In the pipe-based wakeup scenario, before the patch was applied, the 
"Above" metric was notably high around 98.75%. This suggests that the
menu governor frequently selected a deeper idle state like CEDE, even
when the idle period was relatively short.

This happened because the menu governor is inclined to prioritize the
physical idle state (CEDE) even when the target residency time of the
physical idle state (s->target_residency_ns) was longer than the
predicted idle time (predicted_ns), so data->next_timer_ns won't be
relevant here in non-timer wakeups.

In this test, despite the actual idle period being around 50 microseconds,
the menu governor still chose CEDE state, which has a target residency of
120 microseconds.

---------------------------------------------------------------------

While timer-based wakeups performed well even without the patch, workloads
that don't have timers as wakeup source but have predictable idle durations
shorter than the first idle state's target residency benefit significantly
from the patch.

It will be helpful to understand why prioritizing deep physical idle
states over shallow ones even for short idle periods that don’t meet
the target residency like mentioned above is considered more beneficial.

Is there something I could be missing here?

Any comments or suggestions will be really helpful.

[1] https://github.com/AboorvaDevarajan/linux-utils/tree/main/cpuidle/cpuidle_wakeup

Thanks,
Aboorva

## Supplied material

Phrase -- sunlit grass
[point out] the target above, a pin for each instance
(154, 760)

## Short problem A
In the text about the menu governor, begin at the words "In this test, despite" and stop after "from the patch.". Write out that part again, substituting "µs" for every "microseconds".
## Short problem B
According to the text about the menu governor, what is the target residency of the CEDE state?

## Written reply A
In this test, despite the actual idle period being around 50 µs,
the menu governor still chose CEDE state, which has a target residency of
120 µs.

---------------------------------------------------------------------

While timer-based wakeups performed well even without the patch, workloads
that don't have timers as wakeup source but have predictable idle durations
shorter than the first idle state's target residency benefit significantly
from the patch.

## Written reply B
120 microseconds.